[Entries from an annotation dataset]
══════════
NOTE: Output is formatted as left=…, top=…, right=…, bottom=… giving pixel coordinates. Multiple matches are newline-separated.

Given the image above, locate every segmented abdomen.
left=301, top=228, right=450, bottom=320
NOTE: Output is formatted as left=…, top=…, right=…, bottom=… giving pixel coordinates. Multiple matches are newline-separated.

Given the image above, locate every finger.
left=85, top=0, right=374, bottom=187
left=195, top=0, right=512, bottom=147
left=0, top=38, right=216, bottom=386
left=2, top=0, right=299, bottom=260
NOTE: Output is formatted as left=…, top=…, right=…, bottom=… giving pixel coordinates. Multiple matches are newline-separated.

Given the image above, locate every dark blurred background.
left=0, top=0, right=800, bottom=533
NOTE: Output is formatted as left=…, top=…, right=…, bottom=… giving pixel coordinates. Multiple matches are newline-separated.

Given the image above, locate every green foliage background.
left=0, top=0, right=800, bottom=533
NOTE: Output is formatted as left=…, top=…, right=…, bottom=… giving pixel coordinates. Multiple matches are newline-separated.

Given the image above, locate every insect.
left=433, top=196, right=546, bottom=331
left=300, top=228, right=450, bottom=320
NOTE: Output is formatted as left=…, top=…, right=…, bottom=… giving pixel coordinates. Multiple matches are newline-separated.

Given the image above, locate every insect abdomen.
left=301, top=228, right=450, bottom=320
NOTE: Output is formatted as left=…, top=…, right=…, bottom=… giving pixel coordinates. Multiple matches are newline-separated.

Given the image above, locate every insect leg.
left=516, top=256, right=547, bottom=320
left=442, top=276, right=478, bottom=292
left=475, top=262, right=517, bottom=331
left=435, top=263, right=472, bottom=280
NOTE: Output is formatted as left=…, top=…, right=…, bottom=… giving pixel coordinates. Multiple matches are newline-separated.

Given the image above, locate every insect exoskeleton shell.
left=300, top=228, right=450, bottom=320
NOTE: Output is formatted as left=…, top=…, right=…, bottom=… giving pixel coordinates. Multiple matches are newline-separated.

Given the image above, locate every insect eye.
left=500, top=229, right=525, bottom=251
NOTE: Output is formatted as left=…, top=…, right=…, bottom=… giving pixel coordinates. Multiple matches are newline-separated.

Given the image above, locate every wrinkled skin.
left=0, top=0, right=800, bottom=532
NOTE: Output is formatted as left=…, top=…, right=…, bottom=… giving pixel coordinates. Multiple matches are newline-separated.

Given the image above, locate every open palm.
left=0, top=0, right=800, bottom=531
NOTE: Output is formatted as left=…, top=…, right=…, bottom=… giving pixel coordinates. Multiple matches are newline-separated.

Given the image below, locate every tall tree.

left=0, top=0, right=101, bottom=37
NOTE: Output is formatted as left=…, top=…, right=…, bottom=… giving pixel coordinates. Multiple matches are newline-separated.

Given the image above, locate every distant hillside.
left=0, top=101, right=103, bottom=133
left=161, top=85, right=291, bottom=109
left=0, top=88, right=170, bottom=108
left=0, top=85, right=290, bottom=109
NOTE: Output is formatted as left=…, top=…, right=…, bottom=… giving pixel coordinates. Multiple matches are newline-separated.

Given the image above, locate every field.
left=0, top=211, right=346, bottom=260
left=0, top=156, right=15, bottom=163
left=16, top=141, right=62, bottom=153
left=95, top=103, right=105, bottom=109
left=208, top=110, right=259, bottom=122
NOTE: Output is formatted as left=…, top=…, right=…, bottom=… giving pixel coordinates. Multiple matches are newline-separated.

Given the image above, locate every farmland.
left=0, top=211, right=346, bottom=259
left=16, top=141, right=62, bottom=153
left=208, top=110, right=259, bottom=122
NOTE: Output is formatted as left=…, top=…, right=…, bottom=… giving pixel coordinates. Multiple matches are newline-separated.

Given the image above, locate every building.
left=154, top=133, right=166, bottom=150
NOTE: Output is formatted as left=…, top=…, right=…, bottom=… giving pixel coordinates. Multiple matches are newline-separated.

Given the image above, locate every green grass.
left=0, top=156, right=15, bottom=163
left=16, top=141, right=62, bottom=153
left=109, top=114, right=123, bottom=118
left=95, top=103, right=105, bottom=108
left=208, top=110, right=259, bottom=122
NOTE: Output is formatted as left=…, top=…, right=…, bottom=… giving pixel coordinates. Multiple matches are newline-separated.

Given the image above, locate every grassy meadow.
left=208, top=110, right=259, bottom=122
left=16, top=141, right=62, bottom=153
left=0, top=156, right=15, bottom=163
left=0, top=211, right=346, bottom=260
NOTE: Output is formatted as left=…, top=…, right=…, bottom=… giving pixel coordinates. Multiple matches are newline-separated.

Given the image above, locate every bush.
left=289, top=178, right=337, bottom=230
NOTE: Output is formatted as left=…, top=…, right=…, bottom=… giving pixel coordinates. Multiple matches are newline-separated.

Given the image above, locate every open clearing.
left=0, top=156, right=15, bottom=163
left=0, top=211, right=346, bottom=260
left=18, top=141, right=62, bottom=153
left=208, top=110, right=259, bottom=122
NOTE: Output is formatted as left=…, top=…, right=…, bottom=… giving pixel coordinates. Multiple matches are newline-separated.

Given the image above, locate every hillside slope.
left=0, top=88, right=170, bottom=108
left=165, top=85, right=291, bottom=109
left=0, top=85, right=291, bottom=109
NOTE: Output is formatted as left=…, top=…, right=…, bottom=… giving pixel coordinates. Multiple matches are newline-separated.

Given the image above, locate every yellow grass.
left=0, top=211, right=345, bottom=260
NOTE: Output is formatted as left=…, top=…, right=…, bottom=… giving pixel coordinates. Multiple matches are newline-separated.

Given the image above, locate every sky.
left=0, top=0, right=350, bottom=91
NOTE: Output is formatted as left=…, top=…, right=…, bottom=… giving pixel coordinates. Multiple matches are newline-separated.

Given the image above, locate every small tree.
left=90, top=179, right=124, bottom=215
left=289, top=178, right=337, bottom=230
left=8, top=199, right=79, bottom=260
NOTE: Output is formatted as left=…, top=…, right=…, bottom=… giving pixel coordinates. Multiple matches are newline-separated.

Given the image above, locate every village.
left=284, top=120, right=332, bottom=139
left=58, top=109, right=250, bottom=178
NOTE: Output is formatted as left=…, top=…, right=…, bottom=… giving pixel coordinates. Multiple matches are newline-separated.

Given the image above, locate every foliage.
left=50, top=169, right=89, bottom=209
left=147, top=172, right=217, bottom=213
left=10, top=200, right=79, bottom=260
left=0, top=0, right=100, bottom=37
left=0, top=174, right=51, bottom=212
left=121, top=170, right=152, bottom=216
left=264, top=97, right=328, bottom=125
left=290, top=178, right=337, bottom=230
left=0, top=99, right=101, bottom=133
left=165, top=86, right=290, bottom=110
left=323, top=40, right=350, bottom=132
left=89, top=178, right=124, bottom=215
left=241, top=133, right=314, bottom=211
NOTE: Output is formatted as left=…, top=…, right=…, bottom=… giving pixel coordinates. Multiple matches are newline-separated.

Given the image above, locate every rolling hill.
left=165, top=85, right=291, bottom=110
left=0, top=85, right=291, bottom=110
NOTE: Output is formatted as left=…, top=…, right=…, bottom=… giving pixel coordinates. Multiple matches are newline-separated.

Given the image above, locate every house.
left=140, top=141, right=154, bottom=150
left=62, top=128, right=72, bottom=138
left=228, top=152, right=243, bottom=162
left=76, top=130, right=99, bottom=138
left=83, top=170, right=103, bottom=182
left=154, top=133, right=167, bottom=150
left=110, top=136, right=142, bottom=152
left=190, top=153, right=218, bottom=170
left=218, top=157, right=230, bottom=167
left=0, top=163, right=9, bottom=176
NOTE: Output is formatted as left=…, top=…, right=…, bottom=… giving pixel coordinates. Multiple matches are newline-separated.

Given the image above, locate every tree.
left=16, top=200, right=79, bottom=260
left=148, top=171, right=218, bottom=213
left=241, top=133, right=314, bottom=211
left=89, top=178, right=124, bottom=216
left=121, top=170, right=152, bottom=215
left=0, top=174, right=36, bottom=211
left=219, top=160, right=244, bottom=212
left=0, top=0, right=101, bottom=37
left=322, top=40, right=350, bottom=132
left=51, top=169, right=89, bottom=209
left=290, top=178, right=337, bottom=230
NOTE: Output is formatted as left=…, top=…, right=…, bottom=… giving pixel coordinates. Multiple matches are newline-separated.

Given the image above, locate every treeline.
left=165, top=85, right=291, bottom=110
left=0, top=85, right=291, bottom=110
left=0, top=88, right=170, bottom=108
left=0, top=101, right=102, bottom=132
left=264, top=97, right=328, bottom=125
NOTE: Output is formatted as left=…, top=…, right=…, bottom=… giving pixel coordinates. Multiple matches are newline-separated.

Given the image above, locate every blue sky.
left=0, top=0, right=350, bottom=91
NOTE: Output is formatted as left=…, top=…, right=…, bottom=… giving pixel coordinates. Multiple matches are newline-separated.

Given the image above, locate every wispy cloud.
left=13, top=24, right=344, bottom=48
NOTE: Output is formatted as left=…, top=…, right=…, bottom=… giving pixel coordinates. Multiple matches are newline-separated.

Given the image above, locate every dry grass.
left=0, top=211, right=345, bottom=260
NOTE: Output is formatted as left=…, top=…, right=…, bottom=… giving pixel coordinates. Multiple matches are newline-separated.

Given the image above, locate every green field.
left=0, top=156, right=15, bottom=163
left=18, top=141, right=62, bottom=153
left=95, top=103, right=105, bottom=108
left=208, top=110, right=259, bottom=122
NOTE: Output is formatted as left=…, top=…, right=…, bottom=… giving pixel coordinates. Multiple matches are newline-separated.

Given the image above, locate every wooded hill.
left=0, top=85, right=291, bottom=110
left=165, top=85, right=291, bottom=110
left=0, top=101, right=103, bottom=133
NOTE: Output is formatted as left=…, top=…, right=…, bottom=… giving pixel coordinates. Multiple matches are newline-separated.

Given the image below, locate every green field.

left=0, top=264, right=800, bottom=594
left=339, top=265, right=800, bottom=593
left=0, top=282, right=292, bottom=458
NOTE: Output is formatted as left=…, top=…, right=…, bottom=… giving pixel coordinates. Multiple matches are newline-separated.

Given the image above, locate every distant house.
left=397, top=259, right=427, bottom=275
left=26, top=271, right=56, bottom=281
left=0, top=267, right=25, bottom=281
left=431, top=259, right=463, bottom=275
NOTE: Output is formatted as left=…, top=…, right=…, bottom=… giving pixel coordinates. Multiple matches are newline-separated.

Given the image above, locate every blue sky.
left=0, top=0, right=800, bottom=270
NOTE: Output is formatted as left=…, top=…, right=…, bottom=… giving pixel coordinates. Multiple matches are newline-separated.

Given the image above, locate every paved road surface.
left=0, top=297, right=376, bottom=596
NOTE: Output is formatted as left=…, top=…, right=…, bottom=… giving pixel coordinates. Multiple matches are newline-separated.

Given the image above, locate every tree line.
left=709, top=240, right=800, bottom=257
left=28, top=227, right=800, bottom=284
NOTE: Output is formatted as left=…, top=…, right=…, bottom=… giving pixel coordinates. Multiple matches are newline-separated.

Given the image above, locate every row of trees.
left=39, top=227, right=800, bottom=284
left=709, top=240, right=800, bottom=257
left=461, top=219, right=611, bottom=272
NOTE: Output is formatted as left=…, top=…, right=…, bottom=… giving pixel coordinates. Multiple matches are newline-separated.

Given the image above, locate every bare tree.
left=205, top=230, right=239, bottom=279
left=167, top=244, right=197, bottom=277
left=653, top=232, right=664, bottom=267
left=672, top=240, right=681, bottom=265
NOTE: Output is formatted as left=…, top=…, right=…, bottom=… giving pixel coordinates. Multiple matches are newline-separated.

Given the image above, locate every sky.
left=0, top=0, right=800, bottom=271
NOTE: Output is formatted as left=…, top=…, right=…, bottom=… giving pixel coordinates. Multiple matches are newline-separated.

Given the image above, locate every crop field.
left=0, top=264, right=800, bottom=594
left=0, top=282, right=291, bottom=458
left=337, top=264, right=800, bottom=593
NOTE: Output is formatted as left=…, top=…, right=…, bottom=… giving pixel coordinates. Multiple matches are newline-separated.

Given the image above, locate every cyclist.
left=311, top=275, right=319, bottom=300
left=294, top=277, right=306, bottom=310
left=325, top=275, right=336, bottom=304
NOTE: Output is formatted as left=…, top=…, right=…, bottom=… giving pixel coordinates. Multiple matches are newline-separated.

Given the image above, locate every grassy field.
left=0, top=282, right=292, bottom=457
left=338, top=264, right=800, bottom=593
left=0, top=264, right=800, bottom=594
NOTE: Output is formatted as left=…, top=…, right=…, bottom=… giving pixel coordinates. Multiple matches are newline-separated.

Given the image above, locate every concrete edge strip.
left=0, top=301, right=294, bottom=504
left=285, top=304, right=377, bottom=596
══════════
# Aim of the task
Rename "finger" to "digit" in the listing, from its first line through the line containing "left=2, top=0, right=299, bottom=260", and give those lines again with nothing else changed.

# Task response
NOTE: Output is formatted as left=…, top=…, right=…, bottom=… giving pixel coordinates. Multiple matches are newline-separated.

Given the image above, locate every segmented abdomen.
left=301, top=228, right=450, bottom=320
NOTE: Output is formatted as left=…, top=…, right=…, bottom=… giving pixel coordinates. Multiple matches are newline-separated.

Given the image above, locate every digit.
left=85, top=0, right=374, bottom=187
left=195, top=0, right=512, bottom=147
left=0, top=38, right=216, bottom=386
left=2, top=0, right=299, bottom=260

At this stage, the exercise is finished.